>> BEGIN Exercise materials

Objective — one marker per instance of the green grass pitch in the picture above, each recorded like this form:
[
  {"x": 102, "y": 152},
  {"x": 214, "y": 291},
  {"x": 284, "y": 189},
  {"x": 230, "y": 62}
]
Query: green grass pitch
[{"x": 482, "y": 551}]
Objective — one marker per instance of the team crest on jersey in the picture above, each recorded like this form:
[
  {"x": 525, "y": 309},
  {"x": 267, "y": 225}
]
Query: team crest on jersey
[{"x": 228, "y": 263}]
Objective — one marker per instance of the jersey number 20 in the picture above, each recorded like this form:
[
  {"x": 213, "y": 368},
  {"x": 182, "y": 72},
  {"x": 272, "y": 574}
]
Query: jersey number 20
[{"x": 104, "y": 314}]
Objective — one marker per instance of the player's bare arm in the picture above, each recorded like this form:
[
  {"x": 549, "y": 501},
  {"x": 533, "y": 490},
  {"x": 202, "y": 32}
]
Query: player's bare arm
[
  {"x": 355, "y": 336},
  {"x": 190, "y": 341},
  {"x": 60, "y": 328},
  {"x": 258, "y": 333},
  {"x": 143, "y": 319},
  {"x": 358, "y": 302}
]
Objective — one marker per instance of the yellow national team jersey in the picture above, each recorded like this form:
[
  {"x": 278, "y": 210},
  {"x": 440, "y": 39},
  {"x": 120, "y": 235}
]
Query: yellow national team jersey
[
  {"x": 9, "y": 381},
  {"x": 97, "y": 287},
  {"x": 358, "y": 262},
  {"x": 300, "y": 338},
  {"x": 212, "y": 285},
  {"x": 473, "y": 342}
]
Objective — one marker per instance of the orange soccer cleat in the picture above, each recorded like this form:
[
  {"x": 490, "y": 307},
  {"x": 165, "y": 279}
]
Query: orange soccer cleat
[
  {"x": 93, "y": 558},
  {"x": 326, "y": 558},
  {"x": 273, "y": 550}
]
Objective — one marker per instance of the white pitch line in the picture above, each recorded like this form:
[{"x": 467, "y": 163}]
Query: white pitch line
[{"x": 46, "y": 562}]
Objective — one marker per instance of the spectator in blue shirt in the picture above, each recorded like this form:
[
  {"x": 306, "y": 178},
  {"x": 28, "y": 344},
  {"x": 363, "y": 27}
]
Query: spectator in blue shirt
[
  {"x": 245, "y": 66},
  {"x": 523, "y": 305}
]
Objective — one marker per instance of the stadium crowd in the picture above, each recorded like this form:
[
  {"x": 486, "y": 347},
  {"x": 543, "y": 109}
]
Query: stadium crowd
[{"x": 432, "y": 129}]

>> END Exercise materials
>> BEGIN Exercise materials

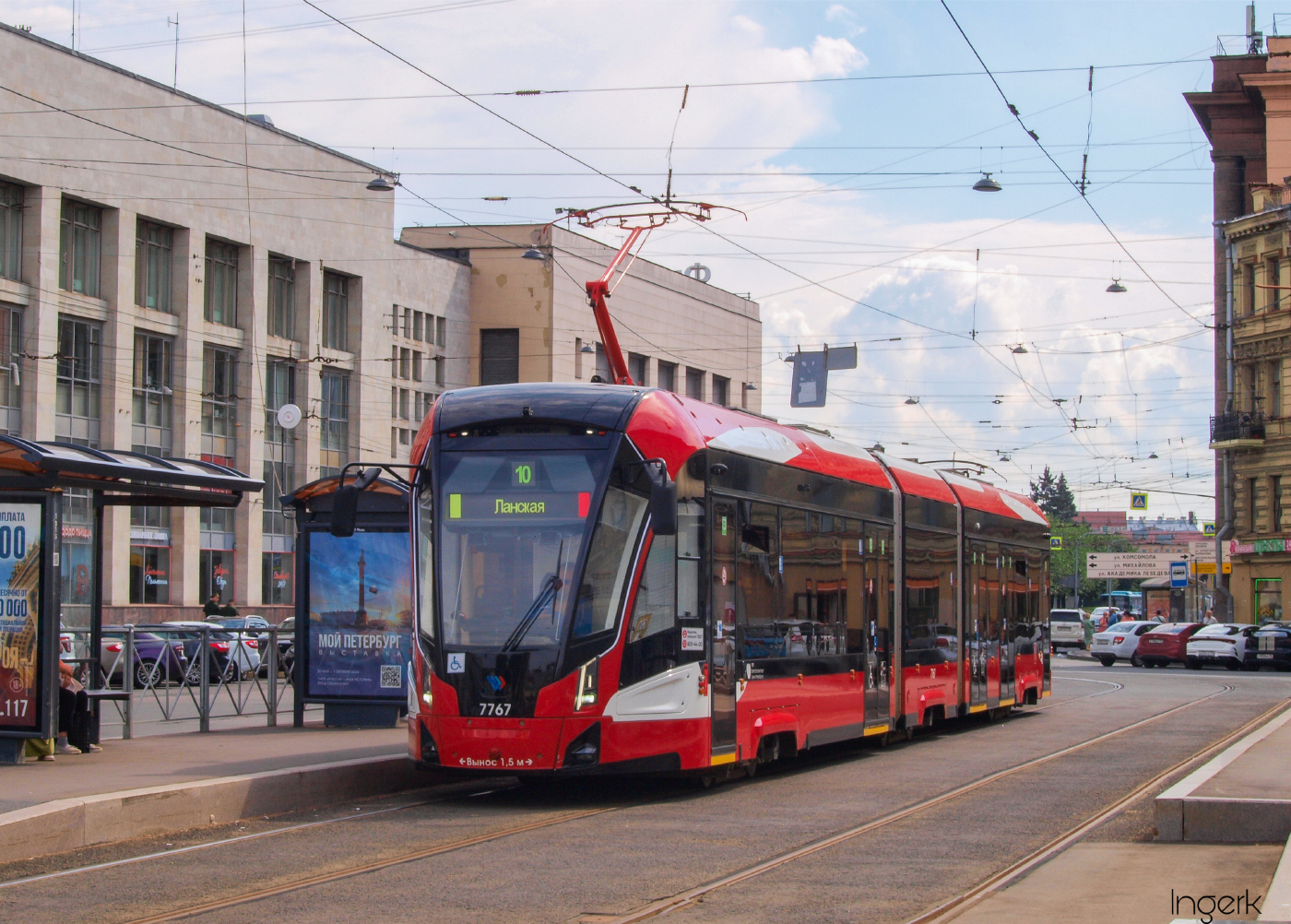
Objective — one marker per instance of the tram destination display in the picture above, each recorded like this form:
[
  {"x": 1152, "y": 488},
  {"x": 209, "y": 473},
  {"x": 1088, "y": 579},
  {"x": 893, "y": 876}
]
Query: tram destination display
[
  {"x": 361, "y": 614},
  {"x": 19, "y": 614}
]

>> END Exercise materials

Brief: Count the lines above that contain the word "shirt". Give only the number.

Output for this exercise: 2